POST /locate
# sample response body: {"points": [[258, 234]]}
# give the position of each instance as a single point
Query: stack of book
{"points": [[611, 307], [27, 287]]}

--

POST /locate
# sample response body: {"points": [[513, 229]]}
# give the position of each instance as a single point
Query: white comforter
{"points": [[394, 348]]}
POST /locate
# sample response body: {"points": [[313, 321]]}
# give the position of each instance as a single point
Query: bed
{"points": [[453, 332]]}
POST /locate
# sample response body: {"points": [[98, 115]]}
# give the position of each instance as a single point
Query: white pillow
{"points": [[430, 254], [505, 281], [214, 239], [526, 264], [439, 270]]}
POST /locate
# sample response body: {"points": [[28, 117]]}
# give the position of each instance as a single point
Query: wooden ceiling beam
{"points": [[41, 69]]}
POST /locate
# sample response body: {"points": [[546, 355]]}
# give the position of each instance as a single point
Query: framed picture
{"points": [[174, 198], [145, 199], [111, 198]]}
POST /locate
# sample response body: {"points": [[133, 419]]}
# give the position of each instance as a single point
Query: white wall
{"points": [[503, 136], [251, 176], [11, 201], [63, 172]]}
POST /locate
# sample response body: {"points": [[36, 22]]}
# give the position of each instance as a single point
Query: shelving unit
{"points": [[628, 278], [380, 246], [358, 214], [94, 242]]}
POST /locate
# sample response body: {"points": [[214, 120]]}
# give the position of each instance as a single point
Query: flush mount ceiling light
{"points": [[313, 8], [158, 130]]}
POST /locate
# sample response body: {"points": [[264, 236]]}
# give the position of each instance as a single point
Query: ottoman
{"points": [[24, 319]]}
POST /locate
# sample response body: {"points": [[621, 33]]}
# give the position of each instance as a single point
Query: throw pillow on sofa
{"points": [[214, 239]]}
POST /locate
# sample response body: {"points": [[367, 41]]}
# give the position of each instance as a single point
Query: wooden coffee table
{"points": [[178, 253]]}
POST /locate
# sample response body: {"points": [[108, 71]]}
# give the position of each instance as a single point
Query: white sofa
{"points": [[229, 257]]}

(Aim of the exercise) Please count the lines in the entries above that contain the string "sofa", treating uppercase and lowercase as different, and reply with only the number.

(Exercise answer) 2